**What the exercise asks:** Although pictures appear in the data, the answer should contain only the lines from its start through the line with "# each point looks like point(104, 1)", written out exactly.

[Data extract Boundary: Start]

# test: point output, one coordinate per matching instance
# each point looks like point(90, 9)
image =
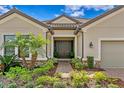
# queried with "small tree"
point(35, 43)
point(36, 46)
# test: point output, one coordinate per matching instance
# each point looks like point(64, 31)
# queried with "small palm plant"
point(9, 61)
point(36, 46)
point(34, 43)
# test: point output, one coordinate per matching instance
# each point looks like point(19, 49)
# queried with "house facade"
point(101, 37)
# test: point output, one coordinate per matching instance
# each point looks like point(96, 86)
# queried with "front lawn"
point(44, 76)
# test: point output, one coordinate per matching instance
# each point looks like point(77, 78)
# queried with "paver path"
point(115, 72)
point(64, 66)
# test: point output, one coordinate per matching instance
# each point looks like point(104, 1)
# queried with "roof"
point(63, 15)
point(14, 10)
point(100, 17)
point(103, 15)
point(63, 26)
point(82, 20)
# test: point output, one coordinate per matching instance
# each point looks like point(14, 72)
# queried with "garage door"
point(112, 54)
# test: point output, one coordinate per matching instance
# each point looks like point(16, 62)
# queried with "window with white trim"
point(10, 50)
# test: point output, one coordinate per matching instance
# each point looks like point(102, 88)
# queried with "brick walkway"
point(115, 72)
point(64, 67)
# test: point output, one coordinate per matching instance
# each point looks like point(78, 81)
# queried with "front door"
point(63, 48)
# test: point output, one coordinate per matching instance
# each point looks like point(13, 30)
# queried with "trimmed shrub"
point(29, 85)
point(58, 75)
point(98, 86)
point(79, 79)
point(46, 80)
point(76, 62)
point(59, 85)
point(100, 76)
point(113, 86)
point(90, 62)
point(19, 73)
point(1, 85)
point(43, 69)
point(12, 85)
point(40, 86)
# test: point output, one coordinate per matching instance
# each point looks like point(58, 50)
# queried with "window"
point(9, 50)
point(26, 48)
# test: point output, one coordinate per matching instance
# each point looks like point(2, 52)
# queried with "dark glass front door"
point(63, 48)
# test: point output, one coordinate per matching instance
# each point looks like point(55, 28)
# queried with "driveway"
point(115, 72)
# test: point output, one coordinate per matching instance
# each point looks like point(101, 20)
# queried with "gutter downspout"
point(82, 45)
point(46, 44)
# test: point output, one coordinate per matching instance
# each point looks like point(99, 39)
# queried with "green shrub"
point(113, 86)
point(43, 69)
point(79, 79)
point(58, 75)
point(100, 76)
point(12, 85)
point(59, 85)
point(46, 80)
point(17, 73)
point(9, 61)
point(1, 85)
point(90, 62)
point(29, 85)
point(26, 77)
point(76, 62)
point(79, 66)
point(98, 86)
point(52, 60)
point(40, 86)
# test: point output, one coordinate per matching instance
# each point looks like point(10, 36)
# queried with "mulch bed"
point(120, 83)
point(52, 71)
point(94, 69)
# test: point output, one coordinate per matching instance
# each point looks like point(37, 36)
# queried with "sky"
point(48, 12)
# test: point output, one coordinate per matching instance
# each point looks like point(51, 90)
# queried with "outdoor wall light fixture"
point(91, 45)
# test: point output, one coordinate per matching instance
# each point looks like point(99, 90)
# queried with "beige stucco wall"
point(79, 45)
point(111, 27)
point(63, 20)
point(16, 23)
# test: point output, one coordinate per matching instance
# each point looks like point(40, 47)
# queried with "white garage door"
point(112, 53)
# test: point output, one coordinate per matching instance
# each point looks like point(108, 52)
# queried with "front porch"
point(64, 47)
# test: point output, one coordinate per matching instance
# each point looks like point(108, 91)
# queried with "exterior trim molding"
point(14, 10)
point(52, 43)
point(63, 15)
point(106, 39)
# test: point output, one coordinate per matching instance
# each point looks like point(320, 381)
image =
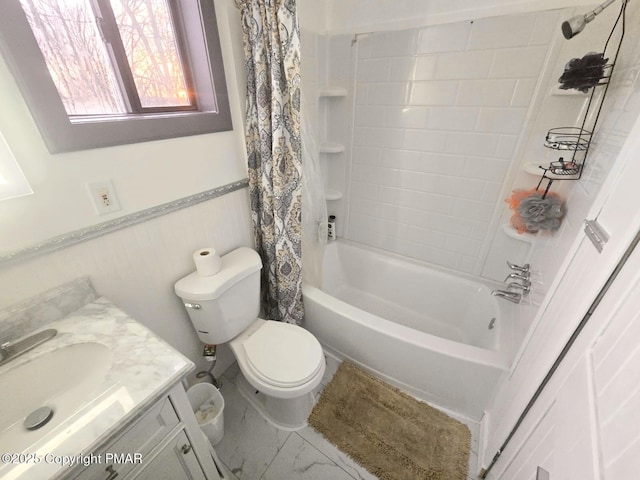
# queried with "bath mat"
point(391, 434)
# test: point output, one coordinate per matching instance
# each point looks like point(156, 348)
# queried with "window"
point(107, 72)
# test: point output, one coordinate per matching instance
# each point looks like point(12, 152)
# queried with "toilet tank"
point(221, 306)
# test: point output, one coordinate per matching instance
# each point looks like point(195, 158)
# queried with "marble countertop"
point(142, 368)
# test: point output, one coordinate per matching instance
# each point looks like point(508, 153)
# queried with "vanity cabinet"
point(162, 442)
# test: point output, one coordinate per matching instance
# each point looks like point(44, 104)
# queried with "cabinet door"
point(176, 461)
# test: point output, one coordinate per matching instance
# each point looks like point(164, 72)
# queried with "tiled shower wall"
point(439, 112)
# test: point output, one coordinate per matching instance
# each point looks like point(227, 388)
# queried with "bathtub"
point(422, 330)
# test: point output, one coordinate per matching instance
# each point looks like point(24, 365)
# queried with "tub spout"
point(514, 297)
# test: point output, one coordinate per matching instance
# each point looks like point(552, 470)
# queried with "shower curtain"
point(272, 56)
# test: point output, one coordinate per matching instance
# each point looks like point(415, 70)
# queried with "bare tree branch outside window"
point(80, 61)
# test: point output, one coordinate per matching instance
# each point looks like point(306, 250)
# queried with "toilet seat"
point(283, 355)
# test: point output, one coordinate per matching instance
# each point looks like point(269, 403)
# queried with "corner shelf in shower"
point(333, 92)
point(331, 194)
point(331, 148)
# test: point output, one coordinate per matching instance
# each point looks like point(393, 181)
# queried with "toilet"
point(281, 364)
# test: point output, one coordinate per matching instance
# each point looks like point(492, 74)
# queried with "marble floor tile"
point(252, 449)
point(337, 456)
point(250, 443)
point(299, 460)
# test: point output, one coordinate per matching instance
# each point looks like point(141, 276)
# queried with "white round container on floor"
point(211, 417)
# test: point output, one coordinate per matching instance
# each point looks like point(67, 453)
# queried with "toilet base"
point(289, 414)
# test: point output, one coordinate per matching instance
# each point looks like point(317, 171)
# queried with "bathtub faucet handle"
point(518, 276)
point(524, 269)
point(513, 297)
point(525, 286)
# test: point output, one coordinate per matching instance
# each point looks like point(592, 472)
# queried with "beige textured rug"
point(388, 432)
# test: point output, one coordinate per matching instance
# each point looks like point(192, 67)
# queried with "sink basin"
point(63, 380)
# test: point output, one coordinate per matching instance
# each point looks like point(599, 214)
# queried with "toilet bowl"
point(281, 364)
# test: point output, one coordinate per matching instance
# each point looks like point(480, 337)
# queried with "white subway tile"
point(452, 37)
point(545, 27)
point(438, 256)
point(461, 244)
point(523, 93)
point(406, 117)
point(396, 196)
point(485, 93)
point(367, 155)
point(396, 93)
point(360, 136)
point(459, 187)
point(362, 95)
point(374, 70)
point(357, 172)
point(473, 210)
point(368, 116)
point(401, 159)
point(478, 230)
point(452, 165)
point(453, 118)
point(412, 180)
point(518, 62)
point(501, 32)
point(424, 140)
point(425, 67)
point(490, 169)
point(394, 44)
point(478, 144)
point(433, 93)
point(434, 203)
point(364, 191)
point(364, 45)
point(384, 137)
point(464, 65)
point(491, 192)
point(425, 236)
point(402, 69)
point(466, 264)
point(412, 216)
point(507, 146)
point(501, 120)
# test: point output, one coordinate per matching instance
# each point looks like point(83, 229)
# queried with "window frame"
point(197, 30)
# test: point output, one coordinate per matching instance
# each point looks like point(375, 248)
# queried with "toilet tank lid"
point(236, 266)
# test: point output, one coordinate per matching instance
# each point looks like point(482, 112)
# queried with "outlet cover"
point(103, 196)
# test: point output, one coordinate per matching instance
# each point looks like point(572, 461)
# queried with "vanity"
point(111, 390)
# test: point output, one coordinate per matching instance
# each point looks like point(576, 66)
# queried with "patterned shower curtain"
point(272, 56)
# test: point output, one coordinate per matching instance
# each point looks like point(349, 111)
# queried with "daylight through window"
point(112, 57)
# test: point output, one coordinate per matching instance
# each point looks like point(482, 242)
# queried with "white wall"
point(143, 175)
point(362, 16)
point(609, 177)
point(135, 267)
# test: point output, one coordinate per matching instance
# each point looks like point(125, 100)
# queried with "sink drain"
point(38, 418)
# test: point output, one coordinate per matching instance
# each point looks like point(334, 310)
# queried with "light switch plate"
point(103, 196)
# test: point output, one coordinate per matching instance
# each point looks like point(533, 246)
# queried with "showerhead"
point(576, 24)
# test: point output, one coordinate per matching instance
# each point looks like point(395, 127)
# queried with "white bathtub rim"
point(505, 312)
point(406, 334)
point(417, 263)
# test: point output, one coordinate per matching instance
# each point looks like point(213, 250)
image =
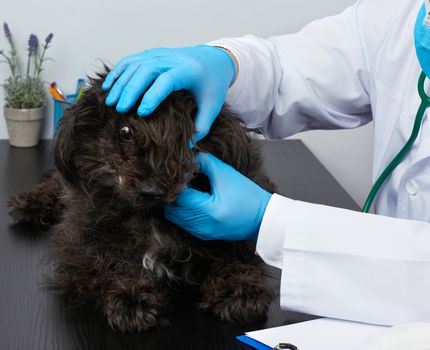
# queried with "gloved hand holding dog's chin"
point(205, 71)
point(232, 211)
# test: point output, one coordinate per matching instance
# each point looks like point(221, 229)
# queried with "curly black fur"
point(111, 245)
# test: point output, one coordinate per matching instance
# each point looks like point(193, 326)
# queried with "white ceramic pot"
point(24, 126)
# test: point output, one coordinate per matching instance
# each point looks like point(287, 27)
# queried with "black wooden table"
point(31, 317)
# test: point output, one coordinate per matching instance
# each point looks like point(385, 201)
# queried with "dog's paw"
point(133, 310)
point(237, 298)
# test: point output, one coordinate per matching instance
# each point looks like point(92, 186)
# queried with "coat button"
point(411, 187)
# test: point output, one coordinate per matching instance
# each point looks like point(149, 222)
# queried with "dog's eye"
point(125, 134)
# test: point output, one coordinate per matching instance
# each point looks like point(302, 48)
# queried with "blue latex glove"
point(205, 71)
point(422, 41)
point(233, 211)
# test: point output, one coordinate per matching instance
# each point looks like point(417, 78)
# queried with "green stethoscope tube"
point(425, 103)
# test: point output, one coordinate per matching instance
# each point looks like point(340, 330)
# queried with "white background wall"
point(86, 32)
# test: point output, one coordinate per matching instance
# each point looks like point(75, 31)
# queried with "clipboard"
point(323, 333)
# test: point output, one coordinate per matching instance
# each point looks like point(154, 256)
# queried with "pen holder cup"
point(60, 106)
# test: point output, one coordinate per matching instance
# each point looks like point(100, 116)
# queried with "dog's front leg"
point(236, 292)
point(134, 304)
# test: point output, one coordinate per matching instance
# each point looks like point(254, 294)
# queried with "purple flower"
point(6, 29)
point(48, 39)
point(33, 44)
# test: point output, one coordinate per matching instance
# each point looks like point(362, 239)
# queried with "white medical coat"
point(342, 72)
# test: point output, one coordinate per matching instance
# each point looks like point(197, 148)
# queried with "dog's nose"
point(152, 190)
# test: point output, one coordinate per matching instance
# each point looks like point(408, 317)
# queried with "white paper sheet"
point(321, 334)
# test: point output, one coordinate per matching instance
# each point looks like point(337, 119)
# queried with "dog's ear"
point(63, 150)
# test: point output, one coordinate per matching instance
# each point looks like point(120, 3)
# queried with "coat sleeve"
point(315, 79)
point(349, 265)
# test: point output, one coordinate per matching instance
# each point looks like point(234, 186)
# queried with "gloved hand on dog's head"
point(232, 211)
point(205, 71)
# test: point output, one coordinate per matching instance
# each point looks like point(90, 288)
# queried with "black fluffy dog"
point(110, 243)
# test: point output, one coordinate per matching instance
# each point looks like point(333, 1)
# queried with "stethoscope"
point(422, 45)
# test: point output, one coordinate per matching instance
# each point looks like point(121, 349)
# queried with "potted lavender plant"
point(25, 94)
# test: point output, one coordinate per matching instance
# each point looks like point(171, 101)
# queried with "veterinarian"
point(338, 72)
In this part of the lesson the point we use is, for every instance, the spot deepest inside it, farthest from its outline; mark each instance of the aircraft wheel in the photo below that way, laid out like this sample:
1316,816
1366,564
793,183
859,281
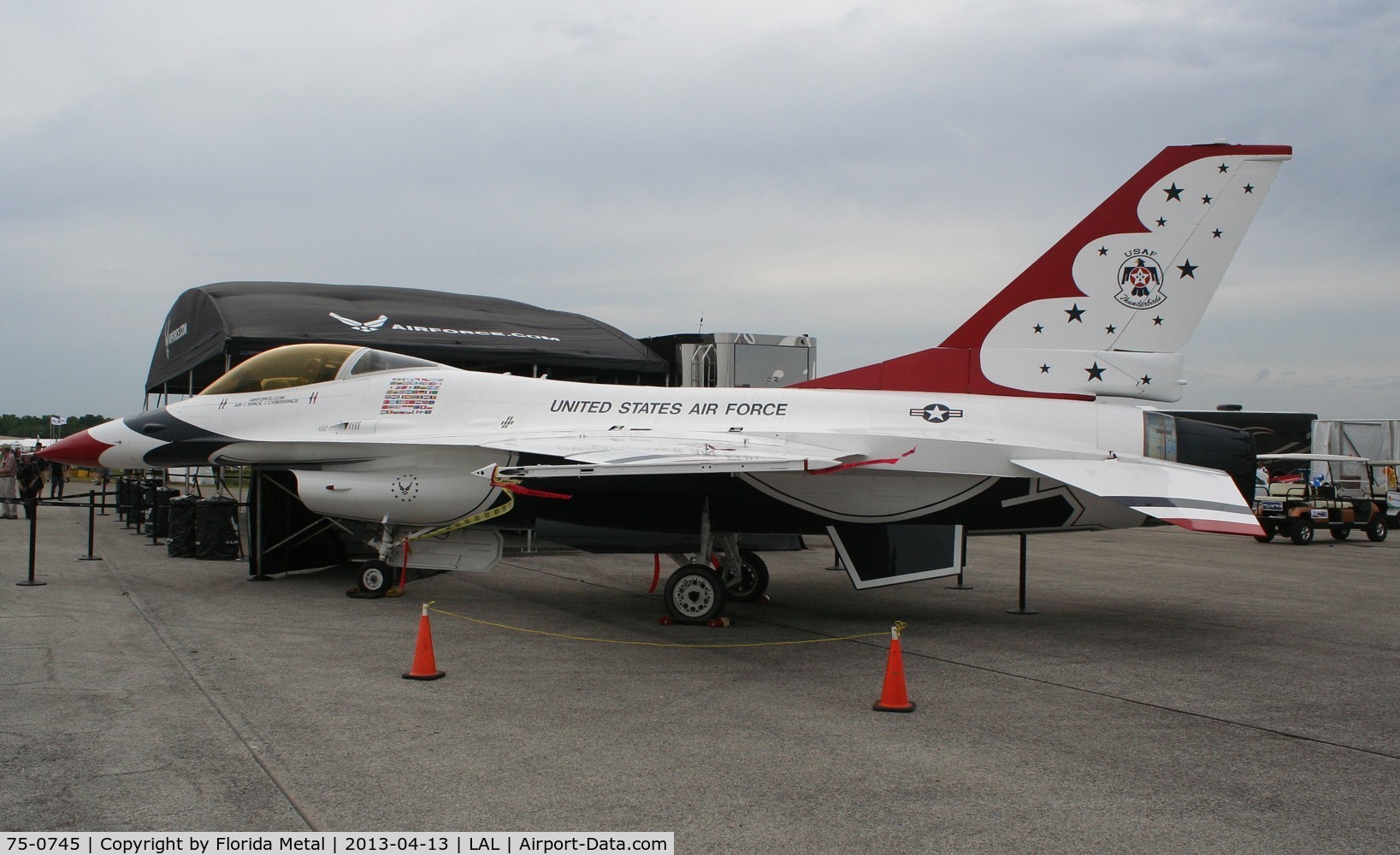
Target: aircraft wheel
375,578
1376,531
753,578
694,593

[Data extract Boundary: End]

**Response area:**
# test: point output, one coordinate per matching instance
# each point looks like point(90, 9)
image =
# queried with "small tree"
point(35, 43)
point(36, 46)
# test: point output, one coordinate per matching instance
# each point looks like point(64, 31)
# queried with "small palm plant"
point(9, 61)
point(36, 46)
point(34, 43)
# test: point output, one coordinate per matching instance
# each point looks like point(19, 49)
# queried with "house facade"
point(101, 37)
# test: point output, one coordinate per matching instance
# each point looks like point(96, 86)
# queried with "front lawn"
point(44, 76)
# test: point output, one coordinate per matching instance
# each point looks like point(77, 78)
# queried with "paver path"
point(115, 72)
point(64, 66)
# test: point output, one coordinate per matching instance
# each point looks like point(104, 1)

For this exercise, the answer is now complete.